◆ **Data to use**
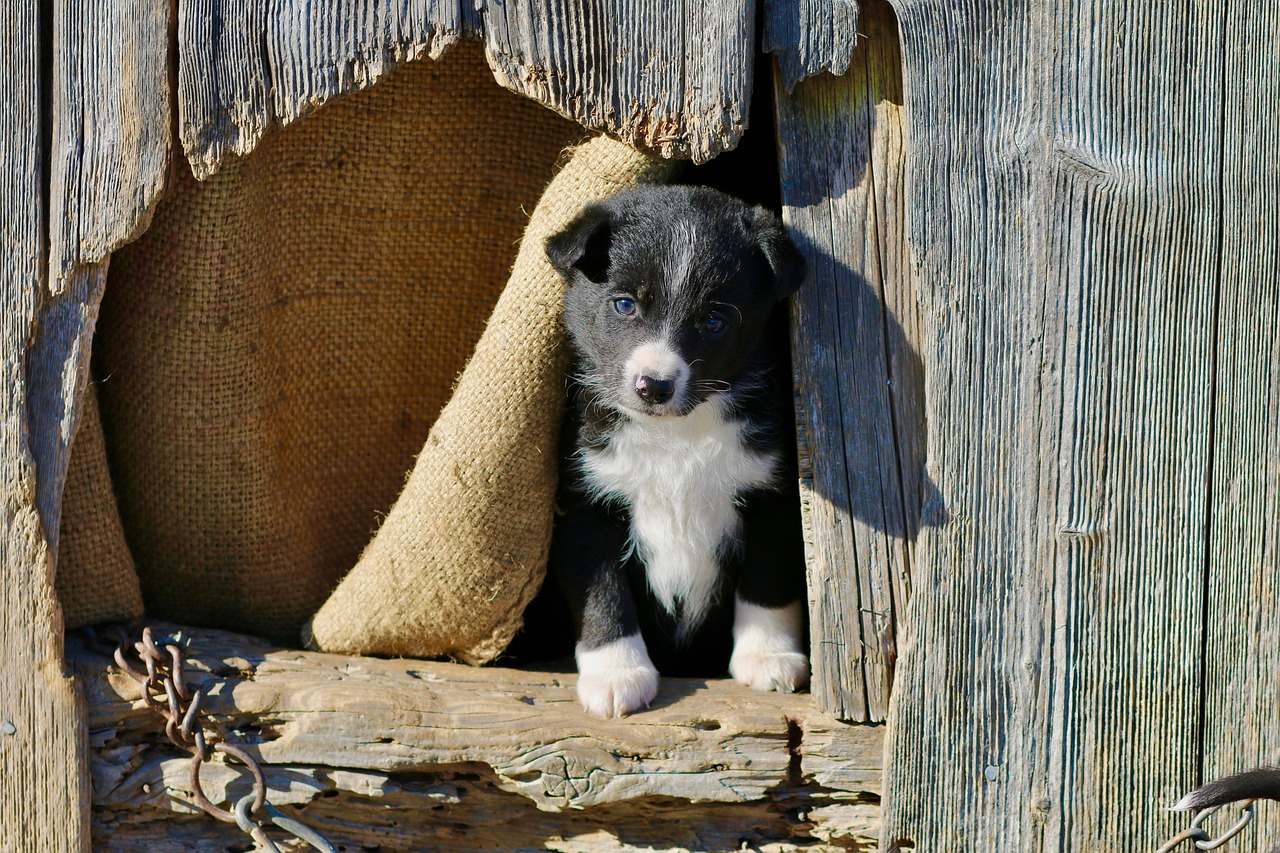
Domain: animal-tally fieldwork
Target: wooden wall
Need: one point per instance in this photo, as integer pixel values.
(1092, 229)
(44, 762)
(1040, 363)
(858, 379)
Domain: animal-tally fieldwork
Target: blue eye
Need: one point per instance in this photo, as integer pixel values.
(712, 324)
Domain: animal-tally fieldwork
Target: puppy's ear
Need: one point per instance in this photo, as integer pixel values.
(780, 252)
(584, 245)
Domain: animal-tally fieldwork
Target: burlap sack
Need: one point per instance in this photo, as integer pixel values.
(277, 346)
(464, 550)
(95, 580)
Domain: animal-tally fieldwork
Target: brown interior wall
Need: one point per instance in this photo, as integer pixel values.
(274, 350)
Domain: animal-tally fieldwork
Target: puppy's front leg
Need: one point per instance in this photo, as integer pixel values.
(616, 675)
(769, 615)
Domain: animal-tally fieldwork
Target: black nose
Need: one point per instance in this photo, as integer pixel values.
(654, 391)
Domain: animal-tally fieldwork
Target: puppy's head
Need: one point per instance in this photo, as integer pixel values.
(668, 292)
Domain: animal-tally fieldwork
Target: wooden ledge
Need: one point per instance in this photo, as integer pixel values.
(332, 725)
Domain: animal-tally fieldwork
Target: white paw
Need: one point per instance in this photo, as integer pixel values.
(785, 671)
(767, 647)
(617, 678)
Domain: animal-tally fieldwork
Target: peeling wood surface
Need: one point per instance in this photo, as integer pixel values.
(1068, 219)
(110, 127)
(1242, 665)
(810, 36)
(673, 78)
(246, 68)
(44, 784)
(396, 733)
(462, 811)
(677, 82)
(858, 379)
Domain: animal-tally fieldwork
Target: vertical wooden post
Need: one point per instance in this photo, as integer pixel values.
(856, 370)
(44, 769)
(1065, 220)
(1242, 649)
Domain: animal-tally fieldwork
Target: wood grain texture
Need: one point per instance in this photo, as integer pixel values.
(1064, 190)
(44, 785)
(370, 728)
(672, 78)
(809, 37)
(464, 811)
(1242, 667)
(858, 381)
(110, 127)
(246, 68)
(673, 81)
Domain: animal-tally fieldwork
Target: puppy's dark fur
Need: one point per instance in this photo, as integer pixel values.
(1260, 783)
(681, 520)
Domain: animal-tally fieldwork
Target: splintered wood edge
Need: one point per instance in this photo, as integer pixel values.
(702, 740)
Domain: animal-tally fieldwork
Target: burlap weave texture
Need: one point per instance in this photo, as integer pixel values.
(275, 349)
(464, 550)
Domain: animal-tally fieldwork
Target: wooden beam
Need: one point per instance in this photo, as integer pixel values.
(672, 78)
(1064, 176)
(248, 68)
(1242, 669)
(673, 81)
(44, 784)
(110, 128)
(809, 37)
(366, 728)
(858, 379)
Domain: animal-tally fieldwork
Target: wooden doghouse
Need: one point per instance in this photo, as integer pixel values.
(1037, 379)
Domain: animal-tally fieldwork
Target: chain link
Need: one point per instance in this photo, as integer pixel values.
(159, 669)
(1201, 836)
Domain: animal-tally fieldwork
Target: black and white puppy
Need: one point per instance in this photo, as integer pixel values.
(681, 520)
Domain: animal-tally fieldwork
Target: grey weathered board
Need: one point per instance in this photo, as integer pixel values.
(810, 37)
(245, 68)
(110, 127)
(676, 81)
(670, 77)
(44, 779)
(858, 383)
(347, 738)
(1079, 210)
(1242, 649)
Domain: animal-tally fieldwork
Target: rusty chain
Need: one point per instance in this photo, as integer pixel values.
(159, 669)
(1201, 836)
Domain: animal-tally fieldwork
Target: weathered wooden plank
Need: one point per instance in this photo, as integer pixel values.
(859, 388)
(677, 82)
(700, 740)
(462, 811)
(1242, 669)
(810, 37)
(44, 785)
(247, 68)
(1065, 222)
(673, 78)
(348, 737)
(110, 127)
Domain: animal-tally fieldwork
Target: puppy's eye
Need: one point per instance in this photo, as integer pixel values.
(713, 324)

◆ **What the exercise asks**
Using the records above, set down exactly the lines from the one with "Target: puppy's dark fur" through the one with "Target: black and white puppy", inclusive, and nothing more.

◆ **Exercise answer**
Target: puppy's dark fur
Need: one point per instance in this photo, as integer pixel values.
(1260, 783)
(681, 520)
Domain: animal-tally fieldwork
Target: splintered wood edge
Need: one point per instance in this photo, as integer pixel values.
(702, 740)
Domain: animal-tally fieldwork
Target: burlap weave texture
Need: one point per instance in this photo, as integer pixel values.
(275, 349)
(464, 550)
Domain: animal-tally fieldwork
Target: wooden beam
Need: one point per instance in this photo, as integer pixel values.
(672, 78)
(1064, 176)
(248, 68)
(1242, 669)
(673, 81)
(44, 784)
(110, 128)
(809, 37)
(366, 728)
(858, 379)
Domain: animal-tally fieldwork
Target: wooden doghouse
Need: one point per instance in this photo, as integer pixel values.
(1037, 379)
Domain: animal-tally fieldwork
Target: chain link
Need: one point per instance in this photo, as integer pixel values.
(159, 669)
(1201, 836)
Domain: animal-tally fieldwork
Target: black and white puppy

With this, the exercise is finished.